- Records to process -

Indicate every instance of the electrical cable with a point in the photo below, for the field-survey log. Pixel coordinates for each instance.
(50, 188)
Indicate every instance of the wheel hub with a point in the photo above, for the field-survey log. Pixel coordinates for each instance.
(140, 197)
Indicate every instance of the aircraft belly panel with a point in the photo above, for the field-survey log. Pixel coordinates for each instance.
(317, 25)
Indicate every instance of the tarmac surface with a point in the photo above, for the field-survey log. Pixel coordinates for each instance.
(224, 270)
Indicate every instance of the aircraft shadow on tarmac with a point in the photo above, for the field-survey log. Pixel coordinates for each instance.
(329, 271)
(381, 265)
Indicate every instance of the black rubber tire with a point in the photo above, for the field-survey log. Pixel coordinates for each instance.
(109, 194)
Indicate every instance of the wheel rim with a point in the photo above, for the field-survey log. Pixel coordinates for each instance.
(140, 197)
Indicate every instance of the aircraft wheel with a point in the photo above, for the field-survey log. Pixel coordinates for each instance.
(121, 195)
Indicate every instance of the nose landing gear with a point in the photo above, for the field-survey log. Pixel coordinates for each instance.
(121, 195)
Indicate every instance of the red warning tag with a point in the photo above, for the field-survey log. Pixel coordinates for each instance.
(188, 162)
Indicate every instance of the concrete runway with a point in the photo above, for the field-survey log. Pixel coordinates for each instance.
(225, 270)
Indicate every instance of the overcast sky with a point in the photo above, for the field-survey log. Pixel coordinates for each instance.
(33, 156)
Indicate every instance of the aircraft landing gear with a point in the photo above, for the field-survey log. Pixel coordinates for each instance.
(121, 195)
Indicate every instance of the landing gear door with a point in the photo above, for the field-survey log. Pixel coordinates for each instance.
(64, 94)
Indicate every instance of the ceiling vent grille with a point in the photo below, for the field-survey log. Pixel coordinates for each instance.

- Your goal -
Each line above must be retyped exactly in the response.

- Final answer -
Indicate every instance of the electrical cable with a point in the photo below, for the field-survey log. Pixel coordinates for each instance.
(50, 188)
Indicate every instance of the wheel hub with a point in the photo above, for the field-survey log. Pixel coordinates for each instance.
(140, 197)
Indicate every instance of the aircraft belly panel with a point in the photo above, for the field-survey log. Pixel coordinates for each instance.
(317, 25)
Indicate every instance of the tarmac surface with a point in the photo above, for the field-survey log. Pixel coordinates for each instance.
(224, 270)
Indicate every instance of the aircraft shadow on tarmac with a point in the photo above, for the field-survey log. Pixel coordinates for each instance.
(329, 271)
(381, 265)
Indicate every instance of the black rubber tire with a point in the photo above, for the field-survey log. Pixel coordinates for each instance.
(109, 194)
Indicate every instance of the wheel rim with a point in the photo above, for the field-survey log. Pixel coordinates for each instance.
(140, 197)
Indicate every instance of the aircraft wheel with a point in the photo above, for the field-survey log. Pixel coordinates for each instance.
(121, 195)
Indicate every instance of the nose landing gear with a point in the photo above, for the field-survey log. Pixel coordinates for each instance.
(121, 195)
Indicate every instance of the red warning tag with a point in the photo above, for the field-survey log. Pixel coordinates for each instance.
(188, 162)
Indicate every instance of the concrete runway with a point in the photo above, for the field-survey log. Pixel coordinates for each instance.
(225, 270)
Indicate every instance of the overcast sky with a point in the photo above, for the field-survey log. Pixel coordinates for each instance.
(33, 156)
Indicate every instance of the aircraft landing gear with a point in the photo above, for the field-survey log. Pixel coordinates for each instance.
(121, 195)
Indicate every instance of the landing gear door with a point in the photo above, for the field-survey log. Pixel coordinates for each instance.
(64, 94)
Indicate every instance of the ceiling vent grille with a point in the photo below, for the field-survey log. Pixel coordinates for each instance.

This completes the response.